--- Data provided ---
----

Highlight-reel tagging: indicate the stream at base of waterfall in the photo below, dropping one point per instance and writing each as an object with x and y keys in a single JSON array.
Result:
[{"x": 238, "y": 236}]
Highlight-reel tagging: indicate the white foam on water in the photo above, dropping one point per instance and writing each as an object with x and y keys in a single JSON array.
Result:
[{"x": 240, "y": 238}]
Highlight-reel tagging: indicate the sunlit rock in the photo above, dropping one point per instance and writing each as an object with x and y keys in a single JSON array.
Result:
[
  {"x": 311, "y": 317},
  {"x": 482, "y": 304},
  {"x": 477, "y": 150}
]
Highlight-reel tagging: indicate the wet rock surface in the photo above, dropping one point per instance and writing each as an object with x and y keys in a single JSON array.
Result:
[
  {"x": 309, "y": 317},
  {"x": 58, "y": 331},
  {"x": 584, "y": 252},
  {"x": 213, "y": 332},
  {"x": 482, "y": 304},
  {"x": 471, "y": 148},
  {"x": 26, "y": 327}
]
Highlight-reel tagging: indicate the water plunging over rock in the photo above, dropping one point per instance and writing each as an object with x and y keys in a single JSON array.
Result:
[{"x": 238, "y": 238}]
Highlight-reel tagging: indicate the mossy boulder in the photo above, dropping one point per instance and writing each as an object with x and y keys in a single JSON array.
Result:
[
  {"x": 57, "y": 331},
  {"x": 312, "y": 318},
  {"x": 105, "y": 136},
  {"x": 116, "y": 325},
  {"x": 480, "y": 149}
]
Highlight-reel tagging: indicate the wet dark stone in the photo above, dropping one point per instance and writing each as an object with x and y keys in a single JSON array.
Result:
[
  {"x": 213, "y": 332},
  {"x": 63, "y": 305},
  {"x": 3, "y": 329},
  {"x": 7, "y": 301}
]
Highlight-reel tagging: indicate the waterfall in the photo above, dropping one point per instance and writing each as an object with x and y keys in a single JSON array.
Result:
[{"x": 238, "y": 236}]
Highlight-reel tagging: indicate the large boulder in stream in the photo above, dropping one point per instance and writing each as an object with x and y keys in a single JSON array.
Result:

----

--- Written problem ---
Repeat all the entries exactly as given.

--- Answer ---
Highlight-reel tagging: indicate the stream at base of waterfall in the photo below, dropping one point per instance and writing each as an object with x and y keys in a single JSON array.
Result:
[{"x": 238, "y": 236}]
Highlight-reel tagging: indicate the white foam on water in the photo above, dropping one point per instance and writing each as an object with x and y keys in a single JSON array.
Result:
[{"x": 240, "y": 238}]
Highlight-reel tagging: indicate the sunlit rock in the photo above, dropping one point per instance and writing each as an object with x and y keys in a single JSON array.
Result:
[
  {"x": 311, "y": 317},
  {"x": 482, "y": 304},
  {"x": 477, "y": 150}
]
Highlight-reel tagging: indicate the wet rock surface in the photo above, dropping one point per instance and writing each as an object with x and y keys in a single JSON array.
Result:
[
  {"x": 309, "y": 317},
  {"x": 58, "y": 331},
  {"x": 584, "y": 252},
  {"x": 213, "y": 332},
  {"x": 482, "y": 304},
  {"x": 471, "y": 148},
  {"x": 26, "y": 327}
]
Highlight-reel tagging: indicate the water plunging over rock in the photo above, dropping one point per instance and writing each as an object with x and y keys in a single JSON array.
Result:
[{"x": 238, "y": 238}]
Highlight-reel tagging: indicate the mossy boulder in the photo above, dropping one point per instance and writing each as an object with x and y keys in a single JSON array.
Result:
[
  {"x": 57, "y": 331},
  {"x": 312, "y": 318},
  {"x": 105, "y": 136},
  {"x": 116, "y": 325},
  {"x": 480, "y": 149}
]
Highlight-reel tagging: indicate the wet dark stone in the photo above, dropping one point per instance and writing each as an object with x and y keys in a single JSON array.
Result:
[
  {"x": 213, "y": 332},
  {"x": 63, "y": 305},
  {"x": 3, "y": 329},
  {"x": 7, "y": 301}
]
Highlight-reel tagging: indicate the waterfall in the photo above, dropping one point per instance and writing each as an object with x and y keys in a single JSON array.
Result:
[{"x": 238, "y": 236}]
Highlight-reel tagging: indicate the large boulder in stream in the photo above, dropping one point per instance and writing each as an object with x and y keys in a single JSON array.
Result:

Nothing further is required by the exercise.